**TASK STATEMENT**
Reproduce the following records word for word, omitting the pictures.

## Begin DATA RECORDS

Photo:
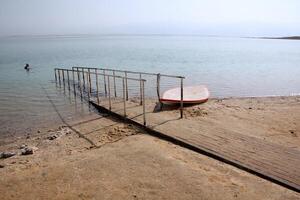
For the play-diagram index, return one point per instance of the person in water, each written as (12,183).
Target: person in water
(26,66)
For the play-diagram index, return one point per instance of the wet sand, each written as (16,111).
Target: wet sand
(98,157)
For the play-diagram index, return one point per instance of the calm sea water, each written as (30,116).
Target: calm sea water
(228,66)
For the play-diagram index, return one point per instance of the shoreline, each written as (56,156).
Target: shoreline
(126,163)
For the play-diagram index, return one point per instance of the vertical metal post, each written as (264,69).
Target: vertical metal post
(58,71)
(68,76)
(97,86)
(55,75)
(78,77)
(141,90)
(109,92)
(63,72)
(79,81)
(181,97)
(158,86)
(90,82)
(105,89)
(115,88)
(126,86)
(124,96)
(73,78)
(88,89)
(143,96)
(83,79)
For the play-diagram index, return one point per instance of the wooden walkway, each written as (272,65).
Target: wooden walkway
(271,161)
(277,163)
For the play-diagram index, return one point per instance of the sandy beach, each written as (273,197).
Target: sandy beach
(98,157)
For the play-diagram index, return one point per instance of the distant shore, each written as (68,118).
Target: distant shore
(279,38)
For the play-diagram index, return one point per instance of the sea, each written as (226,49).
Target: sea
(228,66)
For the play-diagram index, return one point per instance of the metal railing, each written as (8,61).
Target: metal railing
(126,72)
(85,82)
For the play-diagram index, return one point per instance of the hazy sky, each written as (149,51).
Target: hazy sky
(205,17)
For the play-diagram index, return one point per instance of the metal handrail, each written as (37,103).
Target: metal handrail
(158,76)
(89,85)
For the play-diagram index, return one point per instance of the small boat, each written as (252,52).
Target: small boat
(191,95)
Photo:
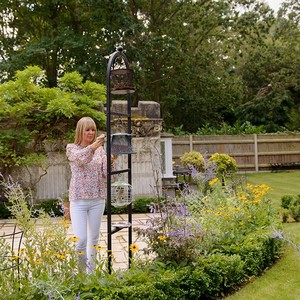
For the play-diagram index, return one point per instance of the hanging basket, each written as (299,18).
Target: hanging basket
(121,194)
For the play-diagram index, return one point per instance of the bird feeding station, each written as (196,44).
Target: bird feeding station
(121,194)
(119,78)
(121,143)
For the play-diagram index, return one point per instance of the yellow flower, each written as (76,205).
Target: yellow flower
(134,247)
(74,239)
(97,247)
(14,258)
(213,181)
(60,255)
(162,237)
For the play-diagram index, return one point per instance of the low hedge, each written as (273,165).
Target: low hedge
(210,277)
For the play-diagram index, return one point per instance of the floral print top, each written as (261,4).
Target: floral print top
(88,172)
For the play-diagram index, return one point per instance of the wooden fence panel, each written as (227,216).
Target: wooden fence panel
(252,152)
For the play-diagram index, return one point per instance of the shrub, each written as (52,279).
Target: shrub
(225,164)
(194,159)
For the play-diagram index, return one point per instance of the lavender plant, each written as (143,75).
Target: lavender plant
(172,233)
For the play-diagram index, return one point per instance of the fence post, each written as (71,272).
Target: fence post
(191,143)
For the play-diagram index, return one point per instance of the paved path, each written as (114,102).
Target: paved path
(119,239)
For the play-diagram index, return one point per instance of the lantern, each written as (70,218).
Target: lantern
(121,194)
(121,143)
(122,81)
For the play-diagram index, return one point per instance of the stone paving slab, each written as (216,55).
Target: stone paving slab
(120,246)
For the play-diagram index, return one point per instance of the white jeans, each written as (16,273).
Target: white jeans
(86,217)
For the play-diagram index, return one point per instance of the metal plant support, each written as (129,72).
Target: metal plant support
(120,193)
(11,261)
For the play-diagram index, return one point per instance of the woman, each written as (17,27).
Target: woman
(87,189)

## End DATA RECORDS

**IN RESPONSE**
Photo:
For the play-diagram index, return one point per instance of the person in water, each written as (12,183).
Target: person in water
(26,66)
For the play-diagram index, return one point per instance of the wet sand, each written as (16,111).
Target: wet sand
(98,157)
For the play-diagram index, return one point per instance of the calm sea water, each written as (30,116).
Target: calm sea water
(228,66)
For the play-diagram index, return one point per instance of the shoreline, each written as (56,156).
Target: shoreline
(126,163)
For the play-diagram index, return one point per instance of the vertical metal post, each written as (264,69).
Target: vertical metal post
(58,71)
(68,76)
(97,86)
(55,75)
(78,77)
(141,90)
(109,92)
(63,72)
(79,81)
(181,97)
(158,86)
(90,82)
(105,89)
(115,88)
(126,86)
(124,96)
(73,78)
(88,89)
(143,96)
(83,79)
For the play-diagram index, return one point per instance of the wooden walkway, each written as (272,65).
Target: wooden walkway
(271,161)
(277,163)
For the play-diagram index, return one point per instance of the sandy beach, each written as (273,197).
Target: sandy beach
(98,157)
For the play-diagram index, return one point per instance of the distant shore, each written as (68,118).
Target: distant shore
(279,38)
For the play-diagram index, return one point per instance of the sea, each written as (226,49).
Target: sea
(228,66)
For the play-diagram index, return one point per instance of the metal railing, each written as (8,61).
Target: metal railing
(126,72)
(85,82)
For the play-diagram index, return one point per instance of the hazy sky, each written as (149,51).
Target: hazy sky
(205,17)
For the play-diagram index, return one point per instance of the metal handrail, each written as (37,103).
Target: metal handrail
(158,76)
(89,85)
For the play-diagram index, return one point per instance of the small boat, each written as (252,52).
Target: small boat
(191,95)
Photo:
For the play-diagram index, return one point per instance of the hanging basket, each written as (299,18).
Target: hanging basket
(121,194)
For the play-diagram index, return one point per instance of the bird feeding station, each written as (196,44).
Target: bird feeding station
(121,194)
(119,78)
(121,143)
For the play-diagram index, return one point per instance of the yellow flower, each written as (76,205).
Target: yellow flower
(134,247)
(74,239)
(97,247)
(14,258)
(213,181)
(60,255)
(162,237)
For the play-diagram index, return one point per instance of the low hedge, each written as (273,165).
Target: low hedge
(210,277)
For the play-diagram index, return one point per instance of the floral print top, each written as (261,4).
Target: floral print top
(88,172)
For the play-diagram index, return one point per instance of the wooden fence panel, each written as (227,216).
Target: wooden fence panel
(252,152)
For the play-diagram index, return one point per instance of the shrub, each written as (52,279).
Target: shrub
(225,164)
(194,159)
For the play-diagram index, return one point per instance of the lavender plant, each written as (143,75).
Target: lavender plant
(172,233)
For the play-diagram index, return one point per instance of the fence post, each written as (71,272).
Target: fence post
(191,143)
For the play-diagram index, return one point per instance of the paved path, each written as (114,102).
Target: paved path
(119,239)
For the play-diagram index, return one point per instance of the lantern, each written as (70,218).
Target: lantern
(121,194)
(121,143)
(122,81)
For the play-diagram index, return one point per instance of the stone paving slab, each written as (216,55).
Target: stone paving slab
(120,246)
For the play-diagram index, return one point per instance of the white jeans, each written as (16,273).
Target: white jeans
(86,217)
For the play-diagram index, return one point per instance of the metal plant support, each written as (129,72).
Target: metal plant support
(120,193)
(11,261)
For the play-diagram index, return one point per instance of the woman, each written as (17,27).
Target: woman
(87,189)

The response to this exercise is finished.